- Entrées fournies
________
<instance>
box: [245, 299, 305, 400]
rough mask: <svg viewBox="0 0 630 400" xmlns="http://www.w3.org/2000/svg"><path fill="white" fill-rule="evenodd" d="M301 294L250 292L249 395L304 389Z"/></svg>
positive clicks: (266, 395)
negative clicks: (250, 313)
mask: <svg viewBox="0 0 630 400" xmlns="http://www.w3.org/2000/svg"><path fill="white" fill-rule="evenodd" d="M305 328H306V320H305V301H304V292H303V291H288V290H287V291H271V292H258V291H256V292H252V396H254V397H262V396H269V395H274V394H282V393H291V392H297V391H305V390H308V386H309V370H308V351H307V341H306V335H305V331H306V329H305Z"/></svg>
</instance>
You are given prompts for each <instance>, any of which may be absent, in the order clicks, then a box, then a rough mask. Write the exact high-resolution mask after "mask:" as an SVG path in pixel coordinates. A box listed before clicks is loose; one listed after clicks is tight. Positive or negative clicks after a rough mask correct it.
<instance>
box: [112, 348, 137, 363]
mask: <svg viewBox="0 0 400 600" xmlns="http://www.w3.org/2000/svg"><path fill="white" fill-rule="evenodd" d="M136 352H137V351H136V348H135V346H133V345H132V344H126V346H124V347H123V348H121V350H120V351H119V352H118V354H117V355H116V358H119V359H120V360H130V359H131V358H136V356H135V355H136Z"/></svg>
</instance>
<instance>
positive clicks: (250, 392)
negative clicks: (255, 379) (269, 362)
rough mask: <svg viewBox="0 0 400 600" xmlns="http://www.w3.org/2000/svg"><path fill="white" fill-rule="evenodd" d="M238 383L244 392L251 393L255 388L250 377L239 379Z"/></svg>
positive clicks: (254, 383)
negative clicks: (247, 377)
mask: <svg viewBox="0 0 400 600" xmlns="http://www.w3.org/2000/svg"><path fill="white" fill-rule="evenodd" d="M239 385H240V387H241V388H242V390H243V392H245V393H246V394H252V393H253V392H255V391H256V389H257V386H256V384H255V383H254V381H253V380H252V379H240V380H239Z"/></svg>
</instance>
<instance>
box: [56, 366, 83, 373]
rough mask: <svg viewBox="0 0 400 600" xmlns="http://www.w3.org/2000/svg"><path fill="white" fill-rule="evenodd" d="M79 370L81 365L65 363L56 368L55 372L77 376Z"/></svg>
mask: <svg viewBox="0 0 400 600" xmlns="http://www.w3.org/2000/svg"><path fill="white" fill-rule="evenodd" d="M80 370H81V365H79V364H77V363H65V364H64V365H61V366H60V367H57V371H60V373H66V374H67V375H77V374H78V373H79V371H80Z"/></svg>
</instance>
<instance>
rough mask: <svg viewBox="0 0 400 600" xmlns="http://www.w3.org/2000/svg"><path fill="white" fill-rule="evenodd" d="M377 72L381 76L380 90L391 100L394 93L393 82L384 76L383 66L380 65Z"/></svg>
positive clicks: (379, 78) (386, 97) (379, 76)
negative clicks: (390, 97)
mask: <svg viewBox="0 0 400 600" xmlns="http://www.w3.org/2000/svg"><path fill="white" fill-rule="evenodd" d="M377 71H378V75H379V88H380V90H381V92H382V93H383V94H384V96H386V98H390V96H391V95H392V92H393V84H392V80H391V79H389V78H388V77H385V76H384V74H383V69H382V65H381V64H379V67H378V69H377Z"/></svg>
________
- La consigne
Recopiez toutes les entrées en remplaçant « rough mask » par « coarse mask », sans rien modifier d'autre.

- Corrigé
<instance>
box: [245, 299, 305, 400]
coarse mask: <svg viewBox="0 0 630 400" xmlns="http://www.w3.org/2000/svg"><path fill="white" fill-rule="evenodd" d="M301 294L250 292L249 395L304 389Z"/></svg>
positive clicks: (266, 395)
negative clicks: (250, 313)
mask: <svg viewBox="0 0 630 400" xmlns="http://www.w3.org/2000/svg"><path fill="white" fill-rule="evenodd" d="M305 328H306V320H305V301H304V292H303V291H288V290H287V291H271V292H258V291H256V292H252V396H254V397H262V396H269V395H274V394H282V393H291V392H297V391H305V390H308V386H309V370H308V351H307V341H306V335H305V331H306V329H305Z"/></svg>
</instance>
You are given prompts for each <instance>, any of which may be absent, in the order clicks, then a box, then a coarse mask. Write the exact high-resolution mask after "mask:" as an SVG path in pixel coordinates. A box listed before clicks is loose; one listed after clicks is tight. Positive or negative clicks after a coarse mask correct it.
<instance>
box: [112, 348, 137, 363]
mask: <svg viewBox="0 0 400 600" xmlns="http://www.w3.org/2000/svg"><path fill="white" fill-rule="evenodd" d="M136 352H137V351H136V348H135V346H133V345H132V344H126V346H124V347H123V348H121V350H120V351H119V352H118V354H117V355H116V358H119V359H120V360H130V359H131V358H136V356H135V355H136Z"/></svg>
</instance>
<instance>
positive clicks: (250, 392)
negative clicks: (255, 379) (269, 362)
coarse mask: <svg viewBox="0 0 400 600" xmlns="http://www.w3.org/2000/svg"><path fill="white" fill-rule="evenodd" d="M238 383L244 392L251 393L255 388L250 377L239 379Z"/></svg>
positive clicks: (254, 383)
negative clicks: (247, 377)
mask: <svg viewBox="0 0 400 600" xmlns="http://www.w3.org/2000/svg"><path fill="white" fill-rule="evenodd" d="M239 385H240V387H241V388H242V390H243V392H245V393H246V394H252V393H253V392H255V391H256V389H257V386H256V384H255V383H254V381H253V380H252V379H240V380H239Z"/></svg>
</instance>
<instance>
box: [56, 366, 83, 373]
coarse mask: <svg viewBox="0 0 400 600" xmlns="http://www.w3.org/2000/svg"><path fill="white" fill-rule="evenodd" d="M79 370L81 365L65 363L56 368L55 372L77 376Z"/></svg>
mask: <svg viewBox="0 0 400 600" xmlns="http://www.w3.org/2000/svg"><path fill="white" fill-rule="evenodd" d="M80 370H81V365H79V364H77V363H65V364H64V365H61V366H60V367H57V371H60V373H66V374H67V375H77V374H78V373H79V371H80Z"/></svg>
</instance>
<instance>
coarse mask: <svg viewBox="0 0 400 600" xmlns="http://www.w3.org/2000/svg"><path fill="white" fill-rule="evenodd" d="M377 72L381 76L380 90L391 100L394 93L393 82L384 76L383 66L380 65Z"/></svg>
positive clicks: (379, 78) (386, 97) (379, 76)
negative clicks: (390, 97)
mask: <svg viewBox="0 0 400 600" xmlns="http://www.w3.org/2000/svg"><path fill="white" fill-rule="evenodd" d="M377 71H378V75H379V88H380V90H381V92H382V93H383V94H384V96H386V98H390V96H391V95H392V92H393V84H392V80H391V79H389V78H388V77H385V76H384V74H383V69H382V65H381V64H379V67H378V69H377Z"/></svg>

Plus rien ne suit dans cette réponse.